REQUIREMENT 1:
What prize did Rising Tide win in 1998, according to the John M. Barry biography?
REQUIREMENT 2:
Carry on the John M. Barry biography from its final sentence.

TEXT BLOCK:
◆ ◆ ◆ ◆

John M. Barry
New York Times best-selling author
John M. Barry is a prize-winning and New York Times best-selling author whose books have won more than twenty awards. In 2005 the National Academies of Science named The Great Influenza, a study of the 1918 pandemic, the year’s outstanding book on science or medicine, and the Center for Biodefense and Emerging Pathogens gave Barry its 2005 “September Eleventh Award” for his contributions to pandemic preparedness. In 2006 the National Academies also invited him to give its annual Abel Wolman Distinguished Lecture; he is the only non-scientist ever to give that lecture. In 1998 Rising Tide: The Great Mississippi Flood of 1927 and How It Changed America, won the Francis Parkman Prize of the Society of American Historians for the year’s best book of American history.
Barry is currently nearing completion of his next book, tentatively titled The Creation of the American Soul, which focuses on the development of the separation of church and state in the 17th century, as manifested in John Winthrop's "cittie upon a hill" and the concomitant enforced conformity in Massachusetts as opposed to the freedom of religion and individualism in Roger Williams's Rhode Island.
Barry serves on advisory boards at M.I.T’s Center for Engineering Systems Fundamentals, the Johns Hopkins Bloomberg School of Public Health, and was the only non-scientist on a federal government Infectious Disease Board of Experts. He advised both the Bush and Obama administrations on influenza and he has also advised other federal, state, and World Health Organization officials on influenza, crisis management, and risk communication. After Hurricane Katrina, the Louisiana Congressional delegation asked him to chair a bipartisan working group on flood control, and in 2007 he was appointed to both the Southeast Louisiana Flood Control Authority East, which oversees six levee districts in the metropolitan New Orleans area, and the Louisiana Coastal Protection and Restoration Authority, which develops and implements the hurricane protection plan for the state. The National Academies of Science has recognized his expertise in entirely different areas, inviting him to give not only the 2006 Wolman Lecture on water resources, but also the keynote speech at its first international scientific meeting on influenza. Similarly, he has been keynote speaker at both a White House Conference on the Mississippi Delta and an International Congress on Respiratory Viruses; he has lectured at the National War College, Harvard Business School, and many similar venues. He is also co-originator of Riversphere, a $100 million center being developed by Tulane University which will be the first facility in the world dedicated to comprehensive river research.

◆ ◆ ◆ ◆

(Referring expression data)
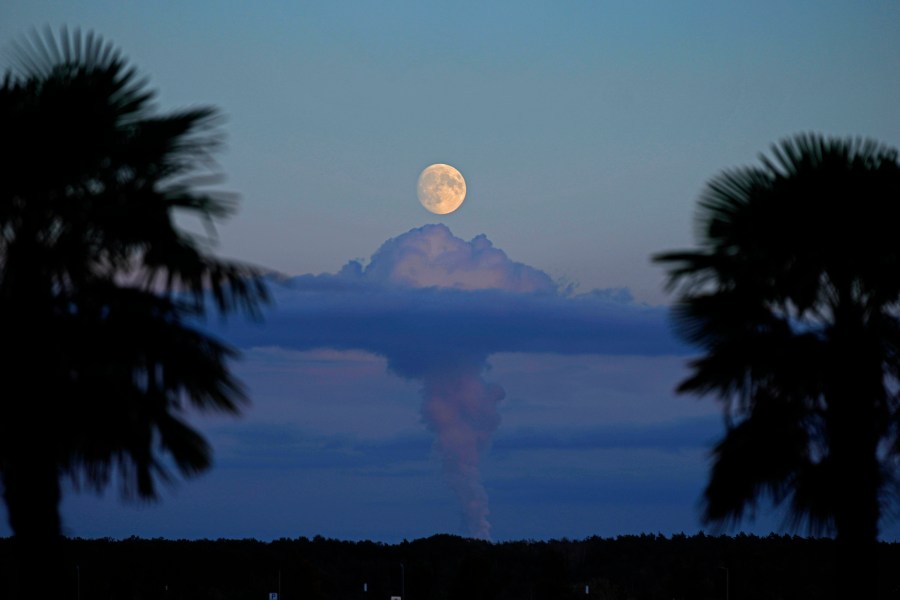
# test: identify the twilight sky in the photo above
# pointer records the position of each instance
(504, 370)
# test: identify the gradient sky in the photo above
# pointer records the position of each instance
(585, 131)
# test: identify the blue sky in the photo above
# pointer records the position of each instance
(585, 132)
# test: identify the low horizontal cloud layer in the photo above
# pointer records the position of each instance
(436, 307)
(418, 306)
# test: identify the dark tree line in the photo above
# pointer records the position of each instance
(444, 567)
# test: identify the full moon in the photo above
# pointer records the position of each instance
(441, 189)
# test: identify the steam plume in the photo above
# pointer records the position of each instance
(436, 307)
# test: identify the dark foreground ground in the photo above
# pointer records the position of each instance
(449, 567)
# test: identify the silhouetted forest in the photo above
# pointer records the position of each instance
(450, 567)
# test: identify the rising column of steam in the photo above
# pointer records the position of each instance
(460, 408)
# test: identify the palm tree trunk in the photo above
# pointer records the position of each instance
(31, 492)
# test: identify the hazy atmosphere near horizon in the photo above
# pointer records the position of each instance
(585, 132)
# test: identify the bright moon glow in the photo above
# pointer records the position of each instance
(441, 189)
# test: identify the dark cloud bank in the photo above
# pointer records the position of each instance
(436, 307)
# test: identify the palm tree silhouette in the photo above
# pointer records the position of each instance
(793, 296)
(100, 291)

◆ ◆ ◆ ◆

WRITTEN RESPONSE 1:
The Francis Parkman Prize of the Society of American Historians.

WRITTEN RESPONSE 2:
His articles have appeared in such scientific journals as Nature and Journal of Infectious Disease as well as in lay publications ranging from Sports Illustrated to The New York Times, The Washington Post, Fortune, Time, Newsweek, and Esquire. A frequent guest on every broadcast network in the US, he has appeared on such shows as NBC's Meet the Press, ABC's World News, and NPR's All Things Considered, as well as on such foreign media as the BBC and Al Jazeera. He has also served as a consultant for Sony Pictures and contributed to award-winning television documentaries.
His writing has received not only formal awards but less formal recognition as well. In 2004 GQ named Rising Tide one of nine pieces of writing essential to understanding America; that list also included Abraham Lincoln’s Second Inaugural Address and Martin Luther King’s “Letter from Birmingham Jail.” His first book, The Ambition and the Power: A true story of Washington, was cited by The New York Times as one of the eleven best books ever written about Washington and the Congress. His second book The Transformed Cell: Unlocking the Mysteries of Cancer, coauthored with Dr. Steven Rosenberg, was published in twelve languages. And a story about football he wrote was selected for inclusion in an anthology of the best football writing of all time published in 2006 by Sports Illustrated.
In addition to serving on advisory boards at Johns Hopkins and MIT, he is on the board of the Society of American Historians, American Heritage Rivers, and the advisory board for the National Mississippi River Museum in Dubuque. Before becoming a writer, Barry coached football at the high school, small college, and major college levels. Currently Distinguished Scholar at the Center for Bioenvironmental Research of Tulane and Xavier Universities, he lives in New Orleans.